▶ What you should do: Nothing more is wanted than an exact repeat of the data below.

▶ Input data:
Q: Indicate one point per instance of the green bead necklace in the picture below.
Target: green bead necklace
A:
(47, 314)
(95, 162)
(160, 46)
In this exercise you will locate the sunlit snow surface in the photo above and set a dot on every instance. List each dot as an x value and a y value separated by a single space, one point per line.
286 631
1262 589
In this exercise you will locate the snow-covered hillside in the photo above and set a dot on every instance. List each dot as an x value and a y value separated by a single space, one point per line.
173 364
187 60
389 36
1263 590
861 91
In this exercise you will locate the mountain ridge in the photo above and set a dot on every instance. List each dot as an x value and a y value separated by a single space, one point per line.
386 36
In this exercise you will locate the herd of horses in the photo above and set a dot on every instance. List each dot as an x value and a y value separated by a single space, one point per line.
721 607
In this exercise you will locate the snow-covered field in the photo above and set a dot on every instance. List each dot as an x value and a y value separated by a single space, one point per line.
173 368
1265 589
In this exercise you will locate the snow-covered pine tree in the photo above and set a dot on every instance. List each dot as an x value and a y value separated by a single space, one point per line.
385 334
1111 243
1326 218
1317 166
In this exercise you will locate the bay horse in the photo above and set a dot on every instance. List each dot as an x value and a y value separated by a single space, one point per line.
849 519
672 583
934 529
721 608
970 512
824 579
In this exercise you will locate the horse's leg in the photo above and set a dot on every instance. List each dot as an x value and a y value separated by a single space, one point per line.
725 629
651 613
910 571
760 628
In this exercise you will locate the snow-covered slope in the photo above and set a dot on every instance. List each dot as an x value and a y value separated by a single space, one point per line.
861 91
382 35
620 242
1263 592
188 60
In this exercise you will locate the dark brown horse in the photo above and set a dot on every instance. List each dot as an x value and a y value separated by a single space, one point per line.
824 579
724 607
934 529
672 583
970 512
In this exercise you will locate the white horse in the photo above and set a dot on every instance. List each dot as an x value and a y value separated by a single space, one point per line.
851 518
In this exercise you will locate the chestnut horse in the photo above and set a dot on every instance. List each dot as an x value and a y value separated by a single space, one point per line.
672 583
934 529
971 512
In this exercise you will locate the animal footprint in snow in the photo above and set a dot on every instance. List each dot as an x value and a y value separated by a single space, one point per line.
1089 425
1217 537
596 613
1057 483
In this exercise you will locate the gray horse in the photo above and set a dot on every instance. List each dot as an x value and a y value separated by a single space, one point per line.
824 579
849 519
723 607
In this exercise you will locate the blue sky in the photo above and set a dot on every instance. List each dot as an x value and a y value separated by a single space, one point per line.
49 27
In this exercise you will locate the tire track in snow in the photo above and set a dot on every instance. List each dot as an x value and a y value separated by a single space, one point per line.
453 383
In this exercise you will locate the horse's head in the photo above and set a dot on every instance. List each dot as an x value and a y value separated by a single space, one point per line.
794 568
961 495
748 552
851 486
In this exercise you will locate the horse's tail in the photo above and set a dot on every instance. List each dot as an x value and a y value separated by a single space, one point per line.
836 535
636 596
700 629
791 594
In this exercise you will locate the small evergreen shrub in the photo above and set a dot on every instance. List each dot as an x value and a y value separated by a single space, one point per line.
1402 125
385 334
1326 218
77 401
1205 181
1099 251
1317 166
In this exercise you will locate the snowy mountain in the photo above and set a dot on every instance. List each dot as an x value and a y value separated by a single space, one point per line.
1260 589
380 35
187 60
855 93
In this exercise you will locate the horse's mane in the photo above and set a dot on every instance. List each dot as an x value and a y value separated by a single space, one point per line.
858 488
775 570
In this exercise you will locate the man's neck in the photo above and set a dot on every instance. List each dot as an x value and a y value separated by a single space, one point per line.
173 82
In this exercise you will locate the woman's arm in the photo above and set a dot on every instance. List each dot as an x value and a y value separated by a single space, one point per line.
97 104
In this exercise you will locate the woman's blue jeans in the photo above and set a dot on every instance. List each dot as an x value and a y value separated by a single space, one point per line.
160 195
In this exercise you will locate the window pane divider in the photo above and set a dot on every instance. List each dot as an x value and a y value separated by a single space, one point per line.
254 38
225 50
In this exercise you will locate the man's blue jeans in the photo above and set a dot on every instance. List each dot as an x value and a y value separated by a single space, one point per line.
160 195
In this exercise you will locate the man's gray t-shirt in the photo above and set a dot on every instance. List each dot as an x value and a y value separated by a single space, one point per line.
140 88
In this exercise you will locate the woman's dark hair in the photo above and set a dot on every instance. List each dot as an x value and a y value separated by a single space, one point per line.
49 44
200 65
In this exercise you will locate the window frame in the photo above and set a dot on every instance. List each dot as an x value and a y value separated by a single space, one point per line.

▶ Response for this exercise:
Q: Indicate one point per instance of the green bead necklace in the picture below.
Target: green bead necklace
A:
(47, 314)
(95, 162)
(160, 46)
In this exercise you will locate the sunlit snow surface in the photo above and set a dot on every instance. List each dot as an x value and a y value separated by a single space, one point per line.
286 631
1262 589
In this exercise you will locate the snow-covered hillside in the photo above and set a dot on every instance. List each dot as an x value and a y value separated by a single space, one point per line.
173 364
187 60
389 36
1263 590
861 91
In this exercise you will locate the mountain ridge in the photo above and set a dot on every instance. List each dot as an x value and a y value separated by a single space, one point per line.
386 36
In this exercise you will locate the herd of horses in the photo above and set a dot on every instance. List each dot as an x value and a y value separated by a single space, one point per line.
721 607
In this exercise you will locate the snow-covered field in the photo above and set a dot on every instance. List each dot as an x value and a y value separated by a single space, one point per line.
173 368
1265 589
In this exercise you will locate the snow-covered pine tree in the photo above and set a dot on every instance. List each dot as an x value and a y value separated by a single space, one point per line.
385 334
1111 243
1326 218
1317 166
In this exercise you will locate the bay horse in the photo above and set a dot on every instance. List each dot as an x value and a y value separated by a single space, one point per line.
849 519
672 583
934 529
721 608
970 512
824 579
In this exercise you will locate the horse's leg in the photo above and set a dot on every instance. List each dot as an x value and a y value separated by a single space, one point per line.
725 629
651 613
910 571
760 628
In this exercise you will locate the snow-covered slope in the photo above and set a dot on every instance. List each dot as an x value and a y value separated by a single space, one point per line.
861 91
382 35
620 242
1263 592
188 60
In this exercise you will locate the dark brown horse in the photo above and set a dot on every instance. List each dot as an x value and a y value separated by a single space, one point per line.
824 579
724 607
934 529
672 583
970 512
In this exercise you will locate the white horse in the photo above and set a dot on every instance. List each dot as an x value and a y value separated by a single space, one point per line.
851 518
In this exercise you will locate the chestnut horse in the photo above and set a dot on every instance. List each dot as an x value and a y value separated by a single space, one point per line.
672 583
934 529
971 512
In this exercise you will locate the animal footprint in snow in the photo above and set a dot on every instance. List each dot as an x value and a y value separated by a single space, one point per line.
1089 425
1217 537
596 613
1057 483
In this exercise you will locate the gray horse in the photo above and set a dot on every instance. List each dot as an x value and a y value separated by a single space, one point per line.
824 579
849 519
723 607
In this exercise you will locate the blue sky in the photo above and set a dot on every instance. List each dot as an x value and a y value separated by a single space, one point per line.
49 27
In this exercise you will locate the tire track in snow in the photo above and set a dot on every instance. List each dot as an x value and a y value separated by a single space, one point per line.
453 383
In this exercise you will locate the horse's head in the photo above and set a dot on every instance. List each dot as an x value and a y value separated by a single space, one point per line.
794 568
961 495
748 552
851 486
In this exercise you will locate the horse's tail in the photo above and set a dot on every instance. List each dot as an x value and a y value separated by a single space, one point per line.
836 535
636 596
700 629
791 594
In this exercise you will locate the small evergreen shrub in the photo above and set a dot on every instance. List each dot as an x value and a y value separated by a single space, one point per line.
1402 125
385 334
1326 218
77 401
1205 181
1099 251
1317 166
In this exercise you will locate the snowy mountain in the photo above and set a dot on every instance. List each dot as an x value and a y value separated by a single space, one point per line.
1260 589
380 35
187 60
855 93
In this exercise you will locate the horse's mane in the photo above and set a dot on every instance. List each dot as an x value and a y value separated by a single space, one point per line.
858 488
775 570
In this exercise you will locate the man's neck in the photo above and set a dot on every instance. List each dot as an x value and a y value separated by a single space, one point per line.
173 82
In this exercise you will locate the woman's arm in the photo above and set a dot on every instance. List each dot as an x value and a y value separated by a single space, one point per line.
97 104
In this exercise you will locate the woman's blue jeans in the photo above and set a dot on every instance. List each dot as an x value and a y value separated by a single space, one point per line.
160 195
In this exercise you will locate the window pane divider in the photo above and set a dot on every instance. List each dot as an x value and a y value separated by a single space, one point per line.
254 38
225 50
In this exercise you will locate the man's blue jeans in the photo above and set a dot on every instance. List each dot as an x value and a y value separated by a single space, one point per line.
160 195
In this exercise you will locate the man's gray t-shirt in the photo above and set a dot on every instance. List each dot as an x value and a y value separated by a single space, one point per line.
140 88
In this exercise you will locate the woman's dark hair in the photo above and set a dot on every instance. List each dot as an x value and a y value separated by a single space, one point per line.
49 44
200 65
In this exercise you will locate the window frame in the photo above and set a dot on every instance. List each dot as an x value and a y value separated by a single space, one point per line.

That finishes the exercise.